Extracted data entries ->
········

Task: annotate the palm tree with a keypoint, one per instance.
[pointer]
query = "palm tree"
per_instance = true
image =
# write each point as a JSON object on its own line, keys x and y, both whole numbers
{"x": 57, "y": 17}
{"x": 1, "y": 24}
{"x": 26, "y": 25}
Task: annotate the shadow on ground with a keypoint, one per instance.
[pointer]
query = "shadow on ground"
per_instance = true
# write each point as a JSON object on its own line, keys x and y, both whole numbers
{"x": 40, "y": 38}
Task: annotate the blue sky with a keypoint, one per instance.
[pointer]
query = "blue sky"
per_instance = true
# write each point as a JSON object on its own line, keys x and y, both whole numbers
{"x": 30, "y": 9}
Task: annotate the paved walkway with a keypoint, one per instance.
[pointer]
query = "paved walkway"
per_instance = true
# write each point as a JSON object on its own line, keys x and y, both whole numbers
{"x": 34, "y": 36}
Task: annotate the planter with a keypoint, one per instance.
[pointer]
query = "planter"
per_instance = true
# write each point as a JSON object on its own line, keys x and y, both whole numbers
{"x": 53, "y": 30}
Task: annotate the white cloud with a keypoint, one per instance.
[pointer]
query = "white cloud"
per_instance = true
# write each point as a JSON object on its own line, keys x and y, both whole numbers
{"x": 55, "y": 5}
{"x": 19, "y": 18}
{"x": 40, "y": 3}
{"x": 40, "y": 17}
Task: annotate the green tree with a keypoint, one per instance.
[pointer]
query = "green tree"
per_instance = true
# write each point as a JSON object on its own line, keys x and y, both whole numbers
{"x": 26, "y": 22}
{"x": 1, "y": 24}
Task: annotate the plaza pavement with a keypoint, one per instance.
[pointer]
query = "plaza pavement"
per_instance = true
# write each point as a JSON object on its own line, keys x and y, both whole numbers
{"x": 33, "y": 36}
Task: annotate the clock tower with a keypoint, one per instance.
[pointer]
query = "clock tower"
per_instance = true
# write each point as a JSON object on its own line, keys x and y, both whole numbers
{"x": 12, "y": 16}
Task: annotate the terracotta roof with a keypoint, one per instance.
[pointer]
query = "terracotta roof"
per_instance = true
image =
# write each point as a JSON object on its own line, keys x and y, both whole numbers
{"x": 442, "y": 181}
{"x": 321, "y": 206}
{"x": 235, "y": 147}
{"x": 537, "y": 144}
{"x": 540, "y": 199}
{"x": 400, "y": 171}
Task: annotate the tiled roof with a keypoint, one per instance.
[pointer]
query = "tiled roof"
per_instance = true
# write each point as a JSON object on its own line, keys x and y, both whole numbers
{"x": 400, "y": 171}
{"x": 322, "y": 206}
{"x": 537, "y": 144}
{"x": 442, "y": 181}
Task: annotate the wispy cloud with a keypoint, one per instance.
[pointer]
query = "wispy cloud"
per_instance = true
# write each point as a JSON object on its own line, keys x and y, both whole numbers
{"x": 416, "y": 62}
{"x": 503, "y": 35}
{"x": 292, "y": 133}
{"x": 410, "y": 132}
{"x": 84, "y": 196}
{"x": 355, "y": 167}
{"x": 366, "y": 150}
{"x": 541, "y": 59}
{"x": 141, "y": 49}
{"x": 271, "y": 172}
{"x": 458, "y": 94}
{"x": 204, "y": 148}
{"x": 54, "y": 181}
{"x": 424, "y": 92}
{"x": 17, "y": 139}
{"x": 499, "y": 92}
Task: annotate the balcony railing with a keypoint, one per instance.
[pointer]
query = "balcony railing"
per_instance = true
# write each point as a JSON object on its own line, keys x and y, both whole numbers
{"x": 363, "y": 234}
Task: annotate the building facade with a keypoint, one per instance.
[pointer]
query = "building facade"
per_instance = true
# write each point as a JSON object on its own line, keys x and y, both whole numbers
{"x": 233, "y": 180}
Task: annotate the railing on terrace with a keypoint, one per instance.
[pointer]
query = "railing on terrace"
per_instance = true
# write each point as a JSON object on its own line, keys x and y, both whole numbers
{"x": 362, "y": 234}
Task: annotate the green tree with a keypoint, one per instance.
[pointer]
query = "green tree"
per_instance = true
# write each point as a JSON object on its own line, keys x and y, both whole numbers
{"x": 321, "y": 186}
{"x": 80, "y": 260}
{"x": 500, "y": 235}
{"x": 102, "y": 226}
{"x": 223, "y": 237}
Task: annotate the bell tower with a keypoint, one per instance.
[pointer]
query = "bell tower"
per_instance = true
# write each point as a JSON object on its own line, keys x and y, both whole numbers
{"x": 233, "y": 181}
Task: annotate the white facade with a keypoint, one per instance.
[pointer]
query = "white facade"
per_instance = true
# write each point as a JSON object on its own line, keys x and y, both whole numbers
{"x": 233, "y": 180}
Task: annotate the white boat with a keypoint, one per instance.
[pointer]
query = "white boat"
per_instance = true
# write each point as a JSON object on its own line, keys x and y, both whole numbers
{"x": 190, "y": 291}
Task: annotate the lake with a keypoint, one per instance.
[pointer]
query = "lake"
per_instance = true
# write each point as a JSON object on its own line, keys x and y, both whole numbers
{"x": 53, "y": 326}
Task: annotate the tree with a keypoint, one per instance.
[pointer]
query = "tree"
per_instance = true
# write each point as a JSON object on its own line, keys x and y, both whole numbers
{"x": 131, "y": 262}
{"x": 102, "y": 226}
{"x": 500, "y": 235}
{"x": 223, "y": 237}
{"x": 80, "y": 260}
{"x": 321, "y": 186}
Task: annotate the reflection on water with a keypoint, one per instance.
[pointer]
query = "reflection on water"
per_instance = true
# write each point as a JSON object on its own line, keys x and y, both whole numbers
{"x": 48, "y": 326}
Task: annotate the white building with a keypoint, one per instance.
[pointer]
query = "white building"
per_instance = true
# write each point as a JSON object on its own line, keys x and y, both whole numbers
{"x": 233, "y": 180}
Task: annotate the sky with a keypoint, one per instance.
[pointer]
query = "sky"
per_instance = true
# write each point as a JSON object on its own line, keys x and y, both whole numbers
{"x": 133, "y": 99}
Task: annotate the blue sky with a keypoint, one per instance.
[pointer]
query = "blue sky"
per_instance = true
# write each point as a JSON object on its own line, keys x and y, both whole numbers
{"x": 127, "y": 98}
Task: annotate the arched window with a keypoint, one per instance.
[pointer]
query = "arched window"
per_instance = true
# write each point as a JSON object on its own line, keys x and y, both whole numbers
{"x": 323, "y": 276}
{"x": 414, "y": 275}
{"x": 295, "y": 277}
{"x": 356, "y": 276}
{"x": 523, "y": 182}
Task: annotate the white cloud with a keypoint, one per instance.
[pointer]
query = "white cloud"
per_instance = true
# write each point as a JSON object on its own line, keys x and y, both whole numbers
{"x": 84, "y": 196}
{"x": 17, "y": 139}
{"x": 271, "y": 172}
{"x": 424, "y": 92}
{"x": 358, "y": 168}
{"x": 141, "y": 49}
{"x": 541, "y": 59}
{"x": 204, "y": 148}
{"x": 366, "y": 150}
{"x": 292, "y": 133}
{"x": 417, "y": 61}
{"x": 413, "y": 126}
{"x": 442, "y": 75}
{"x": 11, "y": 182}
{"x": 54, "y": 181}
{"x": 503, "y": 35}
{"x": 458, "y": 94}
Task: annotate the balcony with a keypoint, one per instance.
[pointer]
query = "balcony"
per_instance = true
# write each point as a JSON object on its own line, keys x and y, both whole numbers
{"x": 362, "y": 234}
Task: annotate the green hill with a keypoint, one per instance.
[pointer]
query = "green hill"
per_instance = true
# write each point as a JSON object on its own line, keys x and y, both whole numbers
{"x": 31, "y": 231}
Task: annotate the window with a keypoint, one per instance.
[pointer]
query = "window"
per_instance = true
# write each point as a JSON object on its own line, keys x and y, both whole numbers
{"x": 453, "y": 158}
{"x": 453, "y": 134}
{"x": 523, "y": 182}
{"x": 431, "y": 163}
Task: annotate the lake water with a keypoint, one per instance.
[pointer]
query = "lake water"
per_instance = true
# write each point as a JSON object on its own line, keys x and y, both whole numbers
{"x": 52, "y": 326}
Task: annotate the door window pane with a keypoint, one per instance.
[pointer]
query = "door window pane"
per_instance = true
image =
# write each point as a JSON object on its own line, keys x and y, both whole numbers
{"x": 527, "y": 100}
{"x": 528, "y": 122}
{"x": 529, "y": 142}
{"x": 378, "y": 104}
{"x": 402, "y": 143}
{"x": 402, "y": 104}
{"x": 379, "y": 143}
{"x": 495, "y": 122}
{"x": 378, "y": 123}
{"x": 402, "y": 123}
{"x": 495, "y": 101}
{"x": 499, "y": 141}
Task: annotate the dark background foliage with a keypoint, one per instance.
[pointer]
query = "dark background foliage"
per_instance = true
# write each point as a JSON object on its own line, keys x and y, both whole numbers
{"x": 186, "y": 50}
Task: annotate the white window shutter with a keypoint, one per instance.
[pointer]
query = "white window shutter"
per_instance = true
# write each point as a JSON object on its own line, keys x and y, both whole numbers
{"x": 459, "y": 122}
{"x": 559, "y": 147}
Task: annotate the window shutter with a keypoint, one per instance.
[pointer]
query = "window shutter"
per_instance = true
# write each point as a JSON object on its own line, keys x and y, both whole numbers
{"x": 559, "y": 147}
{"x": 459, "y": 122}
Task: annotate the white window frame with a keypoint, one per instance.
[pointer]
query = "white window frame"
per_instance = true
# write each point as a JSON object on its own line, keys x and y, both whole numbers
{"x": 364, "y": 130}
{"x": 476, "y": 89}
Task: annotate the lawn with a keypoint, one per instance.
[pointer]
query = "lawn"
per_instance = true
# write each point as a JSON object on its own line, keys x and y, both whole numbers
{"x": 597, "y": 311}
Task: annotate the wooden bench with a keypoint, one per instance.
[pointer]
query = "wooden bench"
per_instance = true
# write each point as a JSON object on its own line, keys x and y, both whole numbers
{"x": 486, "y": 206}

········

The problem -> Can you lay out the rows starting at the line that contains "Task: annotate the wooden" and ending at the last line above as a JSON list of strings, one string per line, with blank lines left out?

Expected answer ->
[
  "Task: annotate the wooden bench with a keypoint, one per instance.",
  "[pointer]",
  "query = \"wooden bench\"",
  "per_instance = true",
  "# write each point as a JSON object on its own line, keys x and y, both whole numbers",
  "{\"x\": 486, \"y\": 206}"
]